MATERIAL SUPPLIED -
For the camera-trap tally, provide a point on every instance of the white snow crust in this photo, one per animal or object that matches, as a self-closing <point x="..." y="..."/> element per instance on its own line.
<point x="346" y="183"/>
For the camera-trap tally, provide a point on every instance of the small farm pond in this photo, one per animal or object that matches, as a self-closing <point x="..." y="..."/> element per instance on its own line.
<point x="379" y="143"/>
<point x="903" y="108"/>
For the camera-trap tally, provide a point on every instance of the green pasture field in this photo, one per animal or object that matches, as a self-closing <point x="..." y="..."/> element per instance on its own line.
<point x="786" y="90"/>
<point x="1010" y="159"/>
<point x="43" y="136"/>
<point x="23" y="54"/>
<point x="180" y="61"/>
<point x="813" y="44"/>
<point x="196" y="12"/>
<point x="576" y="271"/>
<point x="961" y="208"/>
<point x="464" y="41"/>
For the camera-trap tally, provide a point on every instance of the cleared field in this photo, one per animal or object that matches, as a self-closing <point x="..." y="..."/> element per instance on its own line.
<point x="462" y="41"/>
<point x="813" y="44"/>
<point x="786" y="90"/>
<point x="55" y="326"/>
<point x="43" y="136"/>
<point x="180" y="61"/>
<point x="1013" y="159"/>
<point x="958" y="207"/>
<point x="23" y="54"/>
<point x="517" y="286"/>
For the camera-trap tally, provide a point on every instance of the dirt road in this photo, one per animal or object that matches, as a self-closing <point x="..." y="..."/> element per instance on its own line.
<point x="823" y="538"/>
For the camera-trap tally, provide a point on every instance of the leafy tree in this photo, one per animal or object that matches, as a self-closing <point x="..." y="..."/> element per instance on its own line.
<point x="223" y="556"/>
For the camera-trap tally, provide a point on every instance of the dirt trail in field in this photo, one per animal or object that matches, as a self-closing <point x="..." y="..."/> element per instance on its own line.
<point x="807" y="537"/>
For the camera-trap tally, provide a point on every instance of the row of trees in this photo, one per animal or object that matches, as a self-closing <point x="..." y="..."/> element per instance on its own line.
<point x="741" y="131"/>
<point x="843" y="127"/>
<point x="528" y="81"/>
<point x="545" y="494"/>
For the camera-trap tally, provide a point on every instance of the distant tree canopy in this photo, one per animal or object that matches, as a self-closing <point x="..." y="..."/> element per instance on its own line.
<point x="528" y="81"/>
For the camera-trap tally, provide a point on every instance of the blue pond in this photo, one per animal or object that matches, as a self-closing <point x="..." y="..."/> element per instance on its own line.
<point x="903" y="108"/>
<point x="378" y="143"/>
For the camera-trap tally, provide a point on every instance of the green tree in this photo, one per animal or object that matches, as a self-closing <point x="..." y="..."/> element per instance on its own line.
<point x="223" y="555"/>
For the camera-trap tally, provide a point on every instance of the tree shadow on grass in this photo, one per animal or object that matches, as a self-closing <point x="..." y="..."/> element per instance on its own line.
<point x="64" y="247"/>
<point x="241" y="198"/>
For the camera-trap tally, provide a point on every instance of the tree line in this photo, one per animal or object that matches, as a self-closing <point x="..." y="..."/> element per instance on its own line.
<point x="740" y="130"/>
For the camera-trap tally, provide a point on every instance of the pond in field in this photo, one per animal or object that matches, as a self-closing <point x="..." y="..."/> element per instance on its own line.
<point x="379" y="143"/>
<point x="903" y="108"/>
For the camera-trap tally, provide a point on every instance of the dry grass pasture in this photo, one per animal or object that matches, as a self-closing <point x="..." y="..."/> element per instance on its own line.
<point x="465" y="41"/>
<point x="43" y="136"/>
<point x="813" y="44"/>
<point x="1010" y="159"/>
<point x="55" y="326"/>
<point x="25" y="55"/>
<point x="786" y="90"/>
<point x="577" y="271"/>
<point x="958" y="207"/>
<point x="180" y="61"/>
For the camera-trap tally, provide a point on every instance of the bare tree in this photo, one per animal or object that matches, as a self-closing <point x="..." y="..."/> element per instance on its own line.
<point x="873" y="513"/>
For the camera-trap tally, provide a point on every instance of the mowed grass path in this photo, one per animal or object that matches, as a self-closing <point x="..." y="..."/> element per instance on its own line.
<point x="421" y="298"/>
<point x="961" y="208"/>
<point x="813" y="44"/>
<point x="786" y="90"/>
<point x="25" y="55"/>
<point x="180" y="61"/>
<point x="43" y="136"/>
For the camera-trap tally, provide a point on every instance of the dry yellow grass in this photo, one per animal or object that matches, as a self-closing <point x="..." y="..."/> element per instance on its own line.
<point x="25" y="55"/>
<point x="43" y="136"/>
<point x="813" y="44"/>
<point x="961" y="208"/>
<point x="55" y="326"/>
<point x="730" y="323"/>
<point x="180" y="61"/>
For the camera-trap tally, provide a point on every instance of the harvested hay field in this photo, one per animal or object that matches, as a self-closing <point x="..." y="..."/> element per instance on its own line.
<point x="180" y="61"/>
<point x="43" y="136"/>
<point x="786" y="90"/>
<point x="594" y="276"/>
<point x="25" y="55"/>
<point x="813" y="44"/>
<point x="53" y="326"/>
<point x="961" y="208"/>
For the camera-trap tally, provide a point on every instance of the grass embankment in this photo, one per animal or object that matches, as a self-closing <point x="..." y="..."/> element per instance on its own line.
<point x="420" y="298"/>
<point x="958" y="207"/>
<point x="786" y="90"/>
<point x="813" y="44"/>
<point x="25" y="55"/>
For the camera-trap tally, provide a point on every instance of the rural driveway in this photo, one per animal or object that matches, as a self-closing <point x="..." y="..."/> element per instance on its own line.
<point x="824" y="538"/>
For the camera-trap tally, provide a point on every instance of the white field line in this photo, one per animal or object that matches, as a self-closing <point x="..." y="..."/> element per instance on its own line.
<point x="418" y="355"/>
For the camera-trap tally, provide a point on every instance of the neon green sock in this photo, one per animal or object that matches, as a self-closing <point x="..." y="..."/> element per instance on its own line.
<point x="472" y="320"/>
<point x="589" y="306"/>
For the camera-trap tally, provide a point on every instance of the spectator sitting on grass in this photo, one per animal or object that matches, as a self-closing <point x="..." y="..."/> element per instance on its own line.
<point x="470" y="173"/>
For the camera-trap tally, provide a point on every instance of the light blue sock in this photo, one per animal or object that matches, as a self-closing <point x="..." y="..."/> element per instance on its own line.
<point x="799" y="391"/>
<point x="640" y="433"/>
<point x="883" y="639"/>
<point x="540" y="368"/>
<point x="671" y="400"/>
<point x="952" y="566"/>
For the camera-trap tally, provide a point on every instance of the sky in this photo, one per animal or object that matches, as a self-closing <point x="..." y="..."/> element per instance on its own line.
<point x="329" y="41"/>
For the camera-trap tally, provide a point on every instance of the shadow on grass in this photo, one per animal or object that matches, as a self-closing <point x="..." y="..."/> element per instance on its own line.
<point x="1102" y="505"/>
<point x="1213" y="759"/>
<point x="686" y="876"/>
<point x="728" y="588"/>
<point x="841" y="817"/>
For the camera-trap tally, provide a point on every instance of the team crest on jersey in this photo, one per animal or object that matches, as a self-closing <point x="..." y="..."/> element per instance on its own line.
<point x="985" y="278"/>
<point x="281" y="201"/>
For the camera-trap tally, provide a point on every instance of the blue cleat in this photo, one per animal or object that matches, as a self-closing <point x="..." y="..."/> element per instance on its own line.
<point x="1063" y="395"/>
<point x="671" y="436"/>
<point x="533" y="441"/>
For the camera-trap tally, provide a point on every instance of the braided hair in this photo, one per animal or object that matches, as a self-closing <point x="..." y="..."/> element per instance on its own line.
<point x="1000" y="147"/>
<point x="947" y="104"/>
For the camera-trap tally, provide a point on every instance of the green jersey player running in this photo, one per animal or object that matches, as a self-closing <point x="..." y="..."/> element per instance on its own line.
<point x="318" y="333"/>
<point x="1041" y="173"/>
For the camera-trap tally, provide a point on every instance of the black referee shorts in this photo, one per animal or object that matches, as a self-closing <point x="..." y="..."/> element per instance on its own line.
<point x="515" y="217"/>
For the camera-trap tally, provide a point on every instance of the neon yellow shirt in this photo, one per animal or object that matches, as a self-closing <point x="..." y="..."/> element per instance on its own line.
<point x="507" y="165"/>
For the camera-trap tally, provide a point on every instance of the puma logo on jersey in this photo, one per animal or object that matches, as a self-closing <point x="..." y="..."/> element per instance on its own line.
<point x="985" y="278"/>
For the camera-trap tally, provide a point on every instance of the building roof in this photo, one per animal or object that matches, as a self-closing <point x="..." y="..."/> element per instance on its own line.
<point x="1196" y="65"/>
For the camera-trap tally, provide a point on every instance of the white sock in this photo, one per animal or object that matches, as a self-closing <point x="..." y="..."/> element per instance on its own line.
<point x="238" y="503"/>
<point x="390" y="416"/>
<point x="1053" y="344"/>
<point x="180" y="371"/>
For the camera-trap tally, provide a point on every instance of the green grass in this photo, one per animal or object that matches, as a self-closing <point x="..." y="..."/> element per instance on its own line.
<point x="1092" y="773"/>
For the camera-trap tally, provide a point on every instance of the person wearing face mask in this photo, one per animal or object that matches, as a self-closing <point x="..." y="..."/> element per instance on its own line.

INSTRUCTIONS TO FOLLOW - Write out exactly the lines starting with the one that holds "the white sock" and running through the last line above.

RESPONSE -
For the camera-trap tally, provide a point on every instance of the white sock in this photo, one per animal or object that matches, as a self-closing <point x="..." y="..."/> element per instance on its own line.
<point x="238" y="503"/>
<point x="390" y="416"/>
<point x="1053" y="344"/>
<point x="180" y="371"/>
For the camera-trap tally, provide a point on every instance of the green grass in this photo, one per animal or object that matches, as a self-closing <point x="..." y="..."/> element per instance on its own line.
<point x="1092" y="773"/>
For the camera-trap tally, provide a point on every instance of the person wearing face mask in this photo, one per animal or object that matches, as a self-closing <point x="..." y="..."/> element per instance on its own line.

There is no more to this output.